Text to read:
----------------------------------------
Review: "Trading Places" is Timeless (Remembering Denholm Elliot)

TRASH IN MY EYE No. 83 (of 2003) by Leroy Douresseaux

Trading Places (1983)
Running time: 116 minutes (1 hour, 56 minutes)
MPAA – R
DIRECTOR: John Landis
WRITERS: Timothy Harris and Herschel Weingrod
PRODUCER: Aaron Russo
CINEMATOGRAPHER: Robert Paynter (D.o.P.)
EDITOR: Malcolm Campbell
COMPOSER: Elmer Bernstein
Academy Award nominee

COMEDY

Starring: Dan Aykroyd, Eddie Murphy, Ralph Bellamy, Don Ameche, Denholm Elliot, Jamie Lee Curtis, Kristin Holby, and Paul Gleason

The subject of this movie review is Trading Places, a 1983 comedy film and satire from director John Landis. The film stars Dan Aykroyd and Eddie Murphy as a snobbish commodities trader and a streetwise con artist, respectively, who plot revenge against two conniving millionaires who cruelly use them in a personal wager.

Rare is the comedy film that enjoys success across a broad spectrum of viewer types and still remain popular even two decades after its initial release. That is exactly the case with director John Landis’s buddy, comic caper Trading Places.
----------------------------------------
Data records:

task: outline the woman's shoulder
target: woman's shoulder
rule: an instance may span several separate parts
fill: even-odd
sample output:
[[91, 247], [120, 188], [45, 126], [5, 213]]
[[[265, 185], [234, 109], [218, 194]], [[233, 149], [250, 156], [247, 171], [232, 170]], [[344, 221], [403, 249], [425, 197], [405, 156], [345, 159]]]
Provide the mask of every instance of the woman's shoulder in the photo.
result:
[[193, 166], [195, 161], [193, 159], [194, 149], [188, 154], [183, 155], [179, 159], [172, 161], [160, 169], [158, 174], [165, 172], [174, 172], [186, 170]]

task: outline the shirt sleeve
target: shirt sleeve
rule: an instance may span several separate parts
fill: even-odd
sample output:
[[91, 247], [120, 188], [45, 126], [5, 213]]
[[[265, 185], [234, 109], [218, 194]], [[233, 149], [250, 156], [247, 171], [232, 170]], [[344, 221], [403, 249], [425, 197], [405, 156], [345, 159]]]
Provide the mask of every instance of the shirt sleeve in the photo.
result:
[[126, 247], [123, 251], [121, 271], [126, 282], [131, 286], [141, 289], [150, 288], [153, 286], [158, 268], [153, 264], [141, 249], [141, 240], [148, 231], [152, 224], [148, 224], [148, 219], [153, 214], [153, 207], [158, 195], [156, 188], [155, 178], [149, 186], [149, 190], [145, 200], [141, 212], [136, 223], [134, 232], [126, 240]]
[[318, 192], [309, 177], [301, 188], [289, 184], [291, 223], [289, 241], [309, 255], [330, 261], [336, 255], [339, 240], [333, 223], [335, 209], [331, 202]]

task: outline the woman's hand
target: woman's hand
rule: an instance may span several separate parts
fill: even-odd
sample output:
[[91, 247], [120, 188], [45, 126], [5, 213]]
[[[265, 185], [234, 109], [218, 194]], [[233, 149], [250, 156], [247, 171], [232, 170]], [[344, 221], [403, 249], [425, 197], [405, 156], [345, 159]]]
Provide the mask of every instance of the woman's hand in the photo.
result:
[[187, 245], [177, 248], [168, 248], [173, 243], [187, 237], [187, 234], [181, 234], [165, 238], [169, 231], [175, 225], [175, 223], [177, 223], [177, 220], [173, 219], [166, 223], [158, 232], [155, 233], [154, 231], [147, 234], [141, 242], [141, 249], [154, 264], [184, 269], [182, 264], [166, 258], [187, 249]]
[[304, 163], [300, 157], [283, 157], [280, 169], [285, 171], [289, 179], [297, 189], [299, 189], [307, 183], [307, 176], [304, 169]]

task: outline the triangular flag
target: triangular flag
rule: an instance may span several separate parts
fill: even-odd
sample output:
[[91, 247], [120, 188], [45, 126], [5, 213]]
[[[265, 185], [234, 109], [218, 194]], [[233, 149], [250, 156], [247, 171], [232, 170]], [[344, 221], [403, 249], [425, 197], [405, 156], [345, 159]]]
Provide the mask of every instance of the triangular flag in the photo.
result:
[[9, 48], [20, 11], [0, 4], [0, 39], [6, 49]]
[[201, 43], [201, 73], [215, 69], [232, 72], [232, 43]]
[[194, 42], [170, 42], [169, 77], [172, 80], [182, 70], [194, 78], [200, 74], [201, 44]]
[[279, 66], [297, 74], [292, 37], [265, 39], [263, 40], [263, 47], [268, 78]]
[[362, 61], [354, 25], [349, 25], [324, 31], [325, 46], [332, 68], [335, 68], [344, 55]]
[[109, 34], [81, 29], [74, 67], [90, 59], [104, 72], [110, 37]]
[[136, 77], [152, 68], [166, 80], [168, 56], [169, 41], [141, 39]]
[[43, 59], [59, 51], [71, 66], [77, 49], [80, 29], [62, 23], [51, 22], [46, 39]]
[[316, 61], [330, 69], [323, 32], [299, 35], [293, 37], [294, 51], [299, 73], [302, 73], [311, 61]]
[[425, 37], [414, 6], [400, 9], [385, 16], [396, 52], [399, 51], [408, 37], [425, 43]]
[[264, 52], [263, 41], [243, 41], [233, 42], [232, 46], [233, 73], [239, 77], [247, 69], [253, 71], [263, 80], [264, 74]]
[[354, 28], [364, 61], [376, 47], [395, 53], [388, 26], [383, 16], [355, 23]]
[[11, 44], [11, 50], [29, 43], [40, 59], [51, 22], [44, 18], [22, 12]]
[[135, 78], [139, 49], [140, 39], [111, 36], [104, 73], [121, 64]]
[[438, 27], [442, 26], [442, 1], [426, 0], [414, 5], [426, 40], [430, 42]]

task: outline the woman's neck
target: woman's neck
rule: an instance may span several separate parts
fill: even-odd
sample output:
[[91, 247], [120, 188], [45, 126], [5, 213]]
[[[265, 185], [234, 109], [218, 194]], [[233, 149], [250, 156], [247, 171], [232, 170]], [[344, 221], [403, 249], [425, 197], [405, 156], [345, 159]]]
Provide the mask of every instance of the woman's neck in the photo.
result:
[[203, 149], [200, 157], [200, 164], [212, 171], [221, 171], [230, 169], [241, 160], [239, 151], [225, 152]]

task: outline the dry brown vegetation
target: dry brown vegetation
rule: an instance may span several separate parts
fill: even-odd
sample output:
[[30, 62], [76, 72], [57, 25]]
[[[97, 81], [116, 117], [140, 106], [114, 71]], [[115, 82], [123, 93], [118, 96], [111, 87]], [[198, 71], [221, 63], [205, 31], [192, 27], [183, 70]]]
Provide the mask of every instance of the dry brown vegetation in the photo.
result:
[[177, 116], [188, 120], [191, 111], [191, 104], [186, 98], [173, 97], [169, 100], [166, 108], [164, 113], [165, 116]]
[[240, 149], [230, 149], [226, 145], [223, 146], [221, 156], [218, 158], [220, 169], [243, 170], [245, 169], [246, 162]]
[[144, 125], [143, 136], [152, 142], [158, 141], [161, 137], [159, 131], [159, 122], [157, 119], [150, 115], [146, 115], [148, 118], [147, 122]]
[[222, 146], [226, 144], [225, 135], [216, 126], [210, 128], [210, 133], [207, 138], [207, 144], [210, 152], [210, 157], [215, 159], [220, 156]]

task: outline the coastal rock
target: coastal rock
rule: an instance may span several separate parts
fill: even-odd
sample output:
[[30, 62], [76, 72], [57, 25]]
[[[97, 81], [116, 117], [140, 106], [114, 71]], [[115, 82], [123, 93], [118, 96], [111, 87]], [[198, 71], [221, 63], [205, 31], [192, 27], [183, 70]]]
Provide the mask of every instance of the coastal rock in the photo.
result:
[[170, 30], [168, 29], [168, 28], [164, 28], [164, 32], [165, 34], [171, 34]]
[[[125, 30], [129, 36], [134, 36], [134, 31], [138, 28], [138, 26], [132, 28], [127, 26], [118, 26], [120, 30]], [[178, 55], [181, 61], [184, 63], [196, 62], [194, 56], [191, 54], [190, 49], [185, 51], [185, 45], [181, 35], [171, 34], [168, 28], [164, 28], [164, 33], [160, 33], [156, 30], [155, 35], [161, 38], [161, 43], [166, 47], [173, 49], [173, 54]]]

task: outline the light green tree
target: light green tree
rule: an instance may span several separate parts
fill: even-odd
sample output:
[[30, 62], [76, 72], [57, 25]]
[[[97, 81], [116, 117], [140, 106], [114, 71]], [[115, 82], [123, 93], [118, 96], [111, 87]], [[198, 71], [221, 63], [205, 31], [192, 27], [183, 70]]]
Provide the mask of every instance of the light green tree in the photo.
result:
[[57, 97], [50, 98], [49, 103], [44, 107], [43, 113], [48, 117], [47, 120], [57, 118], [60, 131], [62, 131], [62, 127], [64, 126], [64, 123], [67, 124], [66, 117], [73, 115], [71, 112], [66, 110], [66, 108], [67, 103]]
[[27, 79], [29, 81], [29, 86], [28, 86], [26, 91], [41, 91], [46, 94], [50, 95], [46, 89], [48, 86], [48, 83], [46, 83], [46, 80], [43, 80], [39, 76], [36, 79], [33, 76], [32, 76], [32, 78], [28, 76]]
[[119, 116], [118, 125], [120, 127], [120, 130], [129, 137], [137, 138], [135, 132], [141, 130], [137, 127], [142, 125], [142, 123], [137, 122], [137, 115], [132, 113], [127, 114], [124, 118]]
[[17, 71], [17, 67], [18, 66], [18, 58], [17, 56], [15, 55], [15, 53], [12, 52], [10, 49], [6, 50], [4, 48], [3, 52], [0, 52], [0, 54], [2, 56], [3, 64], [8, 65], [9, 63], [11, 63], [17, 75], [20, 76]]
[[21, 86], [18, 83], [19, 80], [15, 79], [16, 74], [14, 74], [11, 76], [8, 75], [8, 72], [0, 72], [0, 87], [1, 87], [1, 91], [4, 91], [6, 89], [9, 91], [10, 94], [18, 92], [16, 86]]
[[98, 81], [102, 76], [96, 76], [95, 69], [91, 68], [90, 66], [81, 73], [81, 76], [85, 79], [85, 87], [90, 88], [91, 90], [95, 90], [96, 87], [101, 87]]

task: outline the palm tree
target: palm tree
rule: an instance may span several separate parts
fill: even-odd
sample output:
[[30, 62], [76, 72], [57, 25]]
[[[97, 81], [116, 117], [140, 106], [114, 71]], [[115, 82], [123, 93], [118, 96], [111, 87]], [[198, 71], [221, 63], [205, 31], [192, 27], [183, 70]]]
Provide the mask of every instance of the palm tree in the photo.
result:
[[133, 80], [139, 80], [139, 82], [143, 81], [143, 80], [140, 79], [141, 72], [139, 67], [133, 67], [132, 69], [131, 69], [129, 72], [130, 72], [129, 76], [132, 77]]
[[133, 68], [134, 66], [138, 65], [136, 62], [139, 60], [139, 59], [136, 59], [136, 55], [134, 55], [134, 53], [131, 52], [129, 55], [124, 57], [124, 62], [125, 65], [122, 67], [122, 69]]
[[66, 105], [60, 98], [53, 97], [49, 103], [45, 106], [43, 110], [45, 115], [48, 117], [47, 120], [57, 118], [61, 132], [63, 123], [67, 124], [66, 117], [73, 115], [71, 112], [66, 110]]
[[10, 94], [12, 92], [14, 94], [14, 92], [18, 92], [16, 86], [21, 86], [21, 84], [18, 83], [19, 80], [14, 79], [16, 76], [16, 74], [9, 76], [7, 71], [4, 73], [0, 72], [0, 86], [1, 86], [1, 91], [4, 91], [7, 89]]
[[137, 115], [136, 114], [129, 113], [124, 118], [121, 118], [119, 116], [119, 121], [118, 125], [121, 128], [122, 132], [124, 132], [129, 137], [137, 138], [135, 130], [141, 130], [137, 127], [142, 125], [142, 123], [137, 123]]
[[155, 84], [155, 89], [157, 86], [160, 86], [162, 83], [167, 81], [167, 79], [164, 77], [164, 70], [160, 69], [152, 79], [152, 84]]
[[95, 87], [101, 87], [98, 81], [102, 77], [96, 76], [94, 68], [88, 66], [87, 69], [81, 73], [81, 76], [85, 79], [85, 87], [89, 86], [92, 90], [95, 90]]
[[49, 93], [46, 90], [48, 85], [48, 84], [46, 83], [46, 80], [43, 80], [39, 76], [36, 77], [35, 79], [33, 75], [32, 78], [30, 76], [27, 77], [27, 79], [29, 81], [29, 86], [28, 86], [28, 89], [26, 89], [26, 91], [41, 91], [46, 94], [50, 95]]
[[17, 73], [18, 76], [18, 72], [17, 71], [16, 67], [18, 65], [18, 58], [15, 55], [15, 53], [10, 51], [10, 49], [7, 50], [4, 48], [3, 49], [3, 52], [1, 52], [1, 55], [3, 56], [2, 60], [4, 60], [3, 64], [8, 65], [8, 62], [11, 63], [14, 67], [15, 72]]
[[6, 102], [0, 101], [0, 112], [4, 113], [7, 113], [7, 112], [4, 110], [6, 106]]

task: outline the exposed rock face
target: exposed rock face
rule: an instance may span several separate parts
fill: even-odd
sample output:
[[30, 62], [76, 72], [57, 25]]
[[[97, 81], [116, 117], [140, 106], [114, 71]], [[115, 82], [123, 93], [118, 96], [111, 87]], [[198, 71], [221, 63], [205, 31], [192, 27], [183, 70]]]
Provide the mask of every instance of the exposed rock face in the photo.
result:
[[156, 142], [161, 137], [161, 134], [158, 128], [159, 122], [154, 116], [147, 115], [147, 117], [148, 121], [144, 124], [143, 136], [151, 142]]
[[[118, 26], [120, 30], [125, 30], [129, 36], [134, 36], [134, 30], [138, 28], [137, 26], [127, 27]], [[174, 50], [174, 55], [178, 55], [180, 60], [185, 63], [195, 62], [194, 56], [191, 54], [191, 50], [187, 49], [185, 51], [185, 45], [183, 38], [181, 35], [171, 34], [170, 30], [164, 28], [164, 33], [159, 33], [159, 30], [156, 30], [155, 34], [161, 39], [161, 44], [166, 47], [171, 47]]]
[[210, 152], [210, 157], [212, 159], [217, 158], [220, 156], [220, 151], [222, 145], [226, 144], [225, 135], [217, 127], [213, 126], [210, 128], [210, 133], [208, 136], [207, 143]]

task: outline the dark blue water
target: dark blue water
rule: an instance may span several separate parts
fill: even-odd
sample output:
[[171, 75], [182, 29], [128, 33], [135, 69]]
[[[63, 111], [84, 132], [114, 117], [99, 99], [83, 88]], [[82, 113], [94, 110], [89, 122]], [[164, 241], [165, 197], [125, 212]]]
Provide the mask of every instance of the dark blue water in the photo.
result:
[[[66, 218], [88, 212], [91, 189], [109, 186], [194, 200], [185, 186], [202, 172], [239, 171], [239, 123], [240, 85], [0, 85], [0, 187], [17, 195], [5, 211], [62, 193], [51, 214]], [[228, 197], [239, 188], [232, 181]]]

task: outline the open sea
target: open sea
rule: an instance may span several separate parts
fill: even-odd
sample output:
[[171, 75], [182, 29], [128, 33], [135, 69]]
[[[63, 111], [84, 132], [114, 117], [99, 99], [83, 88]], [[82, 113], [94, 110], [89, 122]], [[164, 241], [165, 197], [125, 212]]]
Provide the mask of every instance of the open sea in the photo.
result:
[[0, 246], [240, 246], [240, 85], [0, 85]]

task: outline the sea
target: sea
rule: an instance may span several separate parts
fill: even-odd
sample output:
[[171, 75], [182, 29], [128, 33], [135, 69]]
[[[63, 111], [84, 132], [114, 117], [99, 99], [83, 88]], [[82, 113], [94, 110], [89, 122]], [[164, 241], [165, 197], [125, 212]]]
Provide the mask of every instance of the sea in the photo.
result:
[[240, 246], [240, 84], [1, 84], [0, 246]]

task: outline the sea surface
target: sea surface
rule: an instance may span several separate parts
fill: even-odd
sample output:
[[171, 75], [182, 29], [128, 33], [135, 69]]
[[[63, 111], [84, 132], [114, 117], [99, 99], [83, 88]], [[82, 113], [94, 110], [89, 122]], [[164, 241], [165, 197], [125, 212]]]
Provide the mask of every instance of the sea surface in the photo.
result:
----------------------------------------
Challenges:
A: Print everything in the Trading Places review from "EDITOR: Malcolm Campbell" down to "a personal wager.", without changing a word.
B: Rescale everything in the entries from the line containing "task: outline the open sea" down to the end of the entries. Repeat those lines in full with their requests, multiplying each answer coordinate by 0.4 and rounding to whole numbers with halves up, but leave the sample outputs unchanged.

Results by task:
A:
EDITOR: Malcolm Campbell
COMPOSER: Elmer Bernstein
Academy Award nominee

COMEDY

Starring: Dan Aykroyd, Eddie Murphy, Ralph Bellamy, Don Ameche, Denholm Elliot, Jamie Lee Curtis, Kristin Holby, and Paul Gleason

The subject of this movie review is Trading Places, a 1983 comedy film and satire from director John Landis. The film stars Dan Aykroyd and Eddie Murphy as a snobbish commodities trader and a streetwise con artist, respectively, who plot revenge against two conniving millionaires who cruelly use them in a personal wager.

B:
task: outline the open sea
target: open sea
rule: an instance may span several separate parts
fill: even-odd
sample output:
[[171, 75], [182, 29], [128, 33], [135, 69]]
[[[63, 111], [84, 132], [114, 117], [99, 99], [83, 88]], [[82, 113], [94, 110], [89, 122]], [[164, 241], [165, 197], [125, 212]]]
Provide the mask of every instance of the open sea in the photo.
result:
[[0, 98], [96, 98], [96, 34], [0, 34]]

task: outline the sea
target: sea
rule: an instance may span several separate parts
fill: even-odd
sample output:
[[171, 75], [182, 29], [128, 33], [135, 69]]
[[[63, 111], [84, 132], [114, 117], [99, 99], [83, 88]], [[82, 113], [94, 110], [89, 122]], [[164, 241], [165, 197], [125, 212]]]
Provide the mask of every instance of the sea in the photo.
result:
[[96, 98], [96, 34], [0, 34], [0, 98]]

task: outline the sea surface
target: sea surface
rule: an instance may span several separate parts
fill: even-odd
sample output:
[[171, 75], [182, 29], [128, 33], [135, 69]]
[[[63, 111], [84, 132], [114, 117], [99, 99], [83, 88]], [[82, 113], [94, 110], [89, 122]], [[164, 241], [165, 197], [125, 212]]]
Provide the mask of every instance of the sea surface in the photo.
result:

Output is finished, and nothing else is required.